### Input for this task ###

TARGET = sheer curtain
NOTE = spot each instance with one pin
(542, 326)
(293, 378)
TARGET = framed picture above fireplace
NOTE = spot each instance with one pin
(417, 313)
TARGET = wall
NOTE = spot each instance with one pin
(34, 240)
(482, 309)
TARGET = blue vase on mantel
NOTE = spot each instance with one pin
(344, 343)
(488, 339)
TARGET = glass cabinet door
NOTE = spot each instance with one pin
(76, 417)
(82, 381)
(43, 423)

###

Give back all the records above exactly. Keep every word.

Response to the exercise:
TARGET = sheer curtain
NOTE = spot each instance with one pin
(542, 326)
(293, 378)
TARGET = framed picture above fireplace
NOTE = spot each instance with one pin
(417, 313)
TARGET = wall
NOTE = spot each instance with one pin
(34, 240)
(482, 309)
TARGET = blue vase on mantel
NOTE = spot each instance with one pin
(344, 343)
(488, 339)
TARGET = glass cabinet door
NOTE = spot each instance with one pin
(76, 417)
(82, 381)
(43, 423)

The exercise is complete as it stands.